Samedi, 14 décembre 2024

  • Vayislah
  • Vayichla’h
Editorial

 Un regard de lumière

L’obscurité de l’époque paraît parfois si épaisse que rien ne parvient à la percer. C’est ainsi qu’elle peut régner sans partage sur les esprits et les cœurs au point de parvenir à refouler la réalité jusque dans les confins de la conscience. Nombreux sont ainsi les évènements qui, malgré la clarté de leurs enseignements, sont interprétés à l’inverse de l’évidence dont ils sont porteurs. Pour tous les hommes que la nuit des âmes et des intelligences indispose, c’est là une expérience douloureuse.
Pourtant, comme un grand rythme qui dépasse les soubresauts du quotidien, voici revenu le mois de Kislev. Dès son ouverture, il a apporté ce qu’il recèle depuis toujours : une lumière sereine. C’est là, en effet, ce qui le caractérise. Mois de la fête de ‘Hanoucca, il est celui où, d’abord spirituellement, l’ombre recule. Alors que nous n’en sommes qu’à sa première moitié, son influence, déjà perceptible, redonne à la période les couleurs de l’espoir et de la vie. De fait, Kislev est ainsi un temps de ressourcement. Il est un mois où rien ne peut remettre en cause la puissance et la grandeur de la lueur qui monte.
Certes, en une époque de bouleversement, alors que le monde fait déferler toutes les formes du malheur des hommes et que la vérité et l’honnêteté semblent remisées pour longtemps au magasin des accessoires, ce n’est pas à une vision de lumière que nous sommes invités. Pourtant, elle est là présente, juste à la limite du regard. Elle grandit de jour en jour et laisse présager sa victoire éternelle. Car les choses sont ainsi faites : devant le jour qui se lève, la nuit ne peut que reculer. Plus encore, celle-ci n’a pour désir profond que de s’effacer peu à peu.
Nous sommes justement les acteurs de ce changement infini. Nous pouvons trouver la sérénité et l’harmonie reconquises. Nous pouvons être les hommes de la lumière qui font surgir, au cœur du monde, le bonheur de tous. Nous en possédons la clé. Vivre Kislev n’est-il pas aussi une affaire de regard ?

Etincelles de Machiah

 Le cerveau et le cœur

Il est souvent expliqué que l’exil présente un certain nombre d’aspects positifs : il est « une chute pour permettre une élévation supérieure », il manifeste « la supériorité de la lumière qui provient de l’obscurité » etc. Toutefois, toutes ces explications s’adressent au cerveau. Pour les sentiments du cœur, l’amertume de l’exil les rend toutes inacceptables.

C’est pourquoi, bien que ces explications aient été données et comprises, le Peuple juif ne cesse de demander que l’exil se termine enfin et que la Délivrance arrive.

■ Énoncé de l'exercice: Recopiez sans rien modifier le passage du texte présenté qui va de « Etincelles de Machiah » jusqu'à « la Délivrance arrive. » inclus.

■ Données fournies:

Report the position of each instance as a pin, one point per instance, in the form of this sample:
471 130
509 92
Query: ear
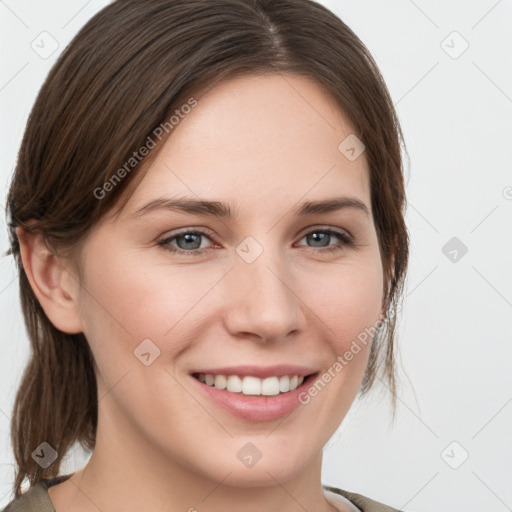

■ Résultat de l'exercice:
Etincelles de Machiah

 Le cerveau et le cœur

Il est souvent expliqué que l’exil présente un certain nombre d’aspects positifs : il est « une chute pour permettre une élévation supérieure », il manifeste « la supériorité de la lumière qui provient de l’obscurité » etc. Toutefois, toutes ces explications s’adressent au cerveau. Pour les sentiments du cœur, l’amertume de l’exil les rend toutes inacceptables.

C’est pourquoi, bien que ces explications aient été données et comprises, le Peuple juif ne cesse de demander que l’exil se termine enfin et que la Délivrance arrive.